§ Tugas Wajib:
[A] Nyatakan apakah tiap pernyataan berikut sesuai dengan teks tentang pendidikan di Indonesia, dengan jawaban ya atau tidak beserta kutipan persis kata-kata teks yang menentukannya: (i) Komisi Nasional Perlindungan Anak meminta PPDB DKI Jakarta tahun ini dibatalkan atau diulang; (ii) kebijakan batas usia Dinas Pendidikan DKI Jakarta dinilai sesuai dengan Permendikbud Nomor 44 Tahun 2019; (iii) program pendidikan gratis 12 tahun membuat biaya lain ikut gratis.
[B] Mohon lanjutkan teks tentang pendidikan di Indonesia, dimulai tepat setelah kalimat terakhirnya.

== Teks yang Diberikan ==

Dikutip dari Vivanews.com, Komisi Nasional Perlindungan Anak meminta Penerimaan Peserta Didik Baru (PPDB) DKI Jakarta tahun ini dibatalkan atau diulang. Alasannya, kebijakan batas usia yang diterapkan Dinas Pendidikan DKI Jakarta dinilai bertentangan dengan Permendikbud Nomor 44 Tahun 2019 (28/6/2020).
Kebijakan lain yang diambil setelah zonasi adalah usia dan akhirnya kuota. apakah keputusan yang tepat? Pemberlakuan kuota karena terbatasnya kemampuan menyediakan fasilitas Pendidikan melahirkan sistem zonasi. Hal ini mengantarkan pada beragam kisruh setiap tahunnya dan menelantarkan hak anak. Negara berkewajiban menanggung kebutuhan pendidikan sebagaimana yang diamanahkan dalam UUD NRI 1945 alenia ke 4.
Apa yang terjadi pada pendidikan negeri ini? Negeri kaya akan sumber daya alam tak mampu juga memenuhi kebutuhan pendidikan. Anggaran yang digelontorkan tak cukup untuk memenuhi pencapaian pendidikan bagi semua anak Indonesia. Ada apa dengan pendidikan di Indonesia? Bukankah pendidikan adalah tonggak kemajuan bangsa dan pencetak generasi berkualitas. Lantas, Apa penyebab ini semua?
Pertama, pendidikan di Indonesia menjadi sulit dicapai mereka yang berada di garis kemiskinan. Faktor ekonomi menjadi alasan utama. Meskipun pemerintah mencanangkan pendidikan gratis 12 tahun, tapi tak lantas biaya yang lain ikut gratis.
Kedua, fasilitas pendidikan kurang memadai bahkan tak merata di seluruh negeri turut menjadi hambatan besar mencetak generasi unggul.
Ketiga, rendahnya kesempatan pemerataan pendidikan di kota dan di desa menyebabkan kualitas guru pun ikut berbeda. Sehingga, yang terjadi ialah kesenjangan yang mencolok.
Inilah sistem pendidikan yang terjadi pada negeri ini dimana kesenjangan menjadi wajar di semua lini. Sistem kapitalis yang diadopsi tidak dapat menyembunyikan ketidakadilan bahkan memberi ruang pada liberalisasi yang semakin menjadi di dunia pendidikan melalui kurikulum. Bahwa menjadi trial and error dalam kurikulum adalah hal yang wajar. Jika ingin pendidikan berkualitas harus membayar dengan harga tinggi. Apa masih mau mempertahankan sistem tidak adil ini?

===
== Baris yang Diberikan ==

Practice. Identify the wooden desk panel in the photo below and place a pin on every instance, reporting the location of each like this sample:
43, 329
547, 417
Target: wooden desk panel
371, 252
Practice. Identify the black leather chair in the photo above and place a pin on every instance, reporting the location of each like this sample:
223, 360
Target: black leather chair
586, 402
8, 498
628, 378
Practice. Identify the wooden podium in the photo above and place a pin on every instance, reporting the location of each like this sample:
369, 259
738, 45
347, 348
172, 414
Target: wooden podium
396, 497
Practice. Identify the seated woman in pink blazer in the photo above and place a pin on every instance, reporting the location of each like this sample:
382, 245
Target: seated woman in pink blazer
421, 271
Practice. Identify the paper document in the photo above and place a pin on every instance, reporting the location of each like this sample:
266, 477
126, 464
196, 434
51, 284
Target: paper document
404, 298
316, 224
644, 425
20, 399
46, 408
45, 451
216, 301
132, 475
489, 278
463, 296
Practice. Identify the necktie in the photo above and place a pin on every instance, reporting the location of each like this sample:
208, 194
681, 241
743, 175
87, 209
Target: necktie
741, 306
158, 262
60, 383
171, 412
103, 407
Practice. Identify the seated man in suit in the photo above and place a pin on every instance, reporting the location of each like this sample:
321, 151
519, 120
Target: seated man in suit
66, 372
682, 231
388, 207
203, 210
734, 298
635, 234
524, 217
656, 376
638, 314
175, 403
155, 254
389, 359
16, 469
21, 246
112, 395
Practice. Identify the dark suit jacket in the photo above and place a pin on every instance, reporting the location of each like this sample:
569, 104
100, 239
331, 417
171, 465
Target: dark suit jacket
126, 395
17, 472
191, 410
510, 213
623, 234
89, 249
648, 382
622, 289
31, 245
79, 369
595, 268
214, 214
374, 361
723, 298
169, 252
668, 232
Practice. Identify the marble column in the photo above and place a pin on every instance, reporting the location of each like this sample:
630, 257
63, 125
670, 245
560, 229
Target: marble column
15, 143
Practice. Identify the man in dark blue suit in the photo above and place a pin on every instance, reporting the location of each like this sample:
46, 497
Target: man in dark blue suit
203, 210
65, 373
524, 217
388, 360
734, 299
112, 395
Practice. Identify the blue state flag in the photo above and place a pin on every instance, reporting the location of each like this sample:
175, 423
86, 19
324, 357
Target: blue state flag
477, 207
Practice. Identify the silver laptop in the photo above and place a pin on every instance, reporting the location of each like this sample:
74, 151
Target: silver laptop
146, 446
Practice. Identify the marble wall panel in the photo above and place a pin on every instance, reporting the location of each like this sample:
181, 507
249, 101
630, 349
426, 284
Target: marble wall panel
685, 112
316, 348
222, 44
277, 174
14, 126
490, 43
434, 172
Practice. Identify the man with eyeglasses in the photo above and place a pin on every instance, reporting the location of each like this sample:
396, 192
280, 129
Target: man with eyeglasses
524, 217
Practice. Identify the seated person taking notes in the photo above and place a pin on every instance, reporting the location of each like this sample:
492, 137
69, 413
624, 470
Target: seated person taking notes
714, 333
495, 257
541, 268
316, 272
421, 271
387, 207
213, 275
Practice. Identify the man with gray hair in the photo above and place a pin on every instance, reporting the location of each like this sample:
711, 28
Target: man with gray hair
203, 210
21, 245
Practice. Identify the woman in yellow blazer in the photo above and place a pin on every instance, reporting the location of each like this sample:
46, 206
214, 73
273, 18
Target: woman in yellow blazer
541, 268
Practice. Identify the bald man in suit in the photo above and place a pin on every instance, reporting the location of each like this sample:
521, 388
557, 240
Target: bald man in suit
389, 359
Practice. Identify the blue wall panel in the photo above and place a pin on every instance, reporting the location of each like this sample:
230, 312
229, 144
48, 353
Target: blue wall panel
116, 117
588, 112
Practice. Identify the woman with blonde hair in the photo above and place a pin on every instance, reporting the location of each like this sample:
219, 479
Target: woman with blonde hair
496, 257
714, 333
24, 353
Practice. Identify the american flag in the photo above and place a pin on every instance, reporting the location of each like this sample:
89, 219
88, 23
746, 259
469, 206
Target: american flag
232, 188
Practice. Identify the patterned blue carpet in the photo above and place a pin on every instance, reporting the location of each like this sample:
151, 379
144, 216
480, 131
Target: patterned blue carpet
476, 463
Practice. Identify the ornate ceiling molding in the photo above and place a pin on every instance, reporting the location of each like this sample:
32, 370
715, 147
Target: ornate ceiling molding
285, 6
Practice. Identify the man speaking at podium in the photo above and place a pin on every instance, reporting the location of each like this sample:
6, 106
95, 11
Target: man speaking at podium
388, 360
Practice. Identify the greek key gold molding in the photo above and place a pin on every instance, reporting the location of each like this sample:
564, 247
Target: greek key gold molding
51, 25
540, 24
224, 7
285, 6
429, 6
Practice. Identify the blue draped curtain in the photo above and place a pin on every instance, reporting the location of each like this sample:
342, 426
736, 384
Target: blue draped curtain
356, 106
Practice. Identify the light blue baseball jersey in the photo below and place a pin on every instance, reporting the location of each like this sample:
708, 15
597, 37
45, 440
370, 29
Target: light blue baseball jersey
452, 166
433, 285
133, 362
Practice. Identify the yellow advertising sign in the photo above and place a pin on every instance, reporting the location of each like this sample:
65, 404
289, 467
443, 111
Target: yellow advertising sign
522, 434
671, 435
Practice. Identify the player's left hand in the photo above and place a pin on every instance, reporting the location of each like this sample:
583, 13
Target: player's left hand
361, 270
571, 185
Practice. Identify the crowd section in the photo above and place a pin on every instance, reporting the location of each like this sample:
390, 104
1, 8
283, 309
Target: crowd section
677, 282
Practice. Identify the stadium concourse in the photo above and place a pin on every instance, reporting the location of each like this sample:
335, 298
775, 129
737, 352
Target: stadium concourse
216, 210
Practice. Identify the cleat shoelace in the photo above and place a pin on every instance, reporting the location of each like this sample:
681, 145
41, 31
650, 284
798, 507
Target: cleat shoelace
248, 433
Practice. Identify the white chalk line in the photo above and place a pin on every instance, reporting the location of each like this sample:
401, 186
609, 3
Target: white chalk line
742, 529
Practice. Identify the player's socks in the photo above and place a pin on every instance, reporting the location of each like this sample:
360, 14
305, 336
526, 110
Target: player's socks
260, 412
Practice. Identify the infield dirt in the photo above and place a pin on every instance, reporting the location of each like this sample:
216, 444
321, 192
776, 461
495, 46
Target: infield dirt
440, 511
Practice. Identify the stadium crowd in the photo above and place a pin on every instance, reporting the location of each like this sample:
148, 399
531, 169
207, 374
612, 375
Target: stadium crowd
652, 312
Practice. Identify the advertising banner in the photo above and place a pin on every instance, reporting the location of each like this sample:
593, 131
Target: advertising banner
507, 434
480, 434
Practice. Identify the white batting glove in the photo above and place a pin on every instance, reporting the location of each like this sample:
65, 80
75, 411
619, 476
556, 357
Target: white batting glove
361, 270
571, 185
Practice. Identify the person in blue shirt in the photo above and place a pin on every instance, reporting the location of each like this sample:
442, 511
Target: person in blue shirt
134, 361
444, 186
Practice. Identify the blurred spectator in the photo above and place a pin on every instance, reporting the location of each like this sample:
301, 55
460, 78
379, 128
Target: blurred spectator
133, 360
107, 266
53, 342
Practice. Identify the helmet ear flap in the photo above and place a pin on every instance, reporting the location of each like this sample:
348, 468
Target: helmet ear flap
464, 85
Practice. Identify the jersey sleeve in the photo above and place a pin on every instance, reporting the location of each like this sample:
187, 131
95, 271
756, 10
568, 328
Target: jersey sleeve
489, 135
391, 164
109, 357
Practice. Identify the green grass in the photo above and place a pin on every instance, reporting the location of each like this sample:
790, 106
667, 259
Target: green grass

===

§ Jawaban Anda:
[A]
(i) Ya: "Komisi Nasional Perlindungan Anak meminta Penerimaan Peserta Didik Baru (PPDB) DKI Jakarta tahun ini dibatalkan atau diulang"
(ii) Tidak: "kebijakan batas usia yang diterapkan Dinas Pendidikan DKI Jakarta dinilai bertentangan dengan Permendikbud Nomor 44 Tahun 2019"
(iii) Tidak: "Meskipun pemerintah mencanangkan pendidikan gratis 12 tahun, tapi tak lantas biaya yang lain ikut gratis."

[B]
Sistem Pendidikan dalam Islam
Pada dasarnya, pendidikan adalah hal yang wajib dipenuhi oleh negara. Sebagaimana di kutip dari kompasiana.com, negara wajib menyediakan pendidikan secara cuma-cuma bagi setiap warga negaranya, baik yang fakir maupun yang kaya. Setiap warga negara berhak memperoleh pendidikan secara gratis di semua tingkat pendidikan. Segala biaya tidak boleh dikenakan bukan hanya iuran, tetapi juga termasuk pembelian buku, peralatan dll. Semua bayaran pendidikan termasuk gaji pendidik (guru-guru), tenaga non-akademik, infrastruktur sekolah, sarana belajar dan mengajar, fasilitas lain yang dibutuhkan (seperti asrama pelajar, klinik kesehatan, dll) semua wajib disediakan oleh negara secara gratis (9/7/2017).
Hal ini sudah ada lebih dahulu dalam sistem islam. Pendidikan yang bersandar pada syariat mulia dengan meletakkan keadilan, ketercapaian, dan keterpenuhan pendidikan bagi semua anak negeri tanpa kecuali baik dia kaya, miskin, muslim ataupun nonmuslim. Pemberlakuan pendidikan tidak dibedakan berdasarkan zonasi dan usia. Sehingga, patut kiranya mempertimbangkan sistem ini sebagai terapan dalam negeri.
Tujuan pendidikan Islam adalah mencetak generasi unggul berkualitas dengan kepribadian Islam. Sehingga, ilmu yang didapat akan diterapkan dalam kehidupan dengan menyebarkan kebaikan serta melahirkan akhlak mulia.
Pendidikan menjadi hal wajib bagi setiap muslim sebagaimana Rasulullah saw. Bersabda yang artinya "Menuntut ilmu wajib bagi setiap muslim" (H.R Ibnu Adi dan Baihaqi).
Sempurnanya Islam tidak hanya sebagai agama ritual saja tapi juga sebagia idiologi (mabda) yang mengatur di segala lini kehidupan. Maka, sudah seharusnya diadopsi sebagai sistem negara yang membawa kesejahteraan. WalLahu a'lam bi ash-shawab.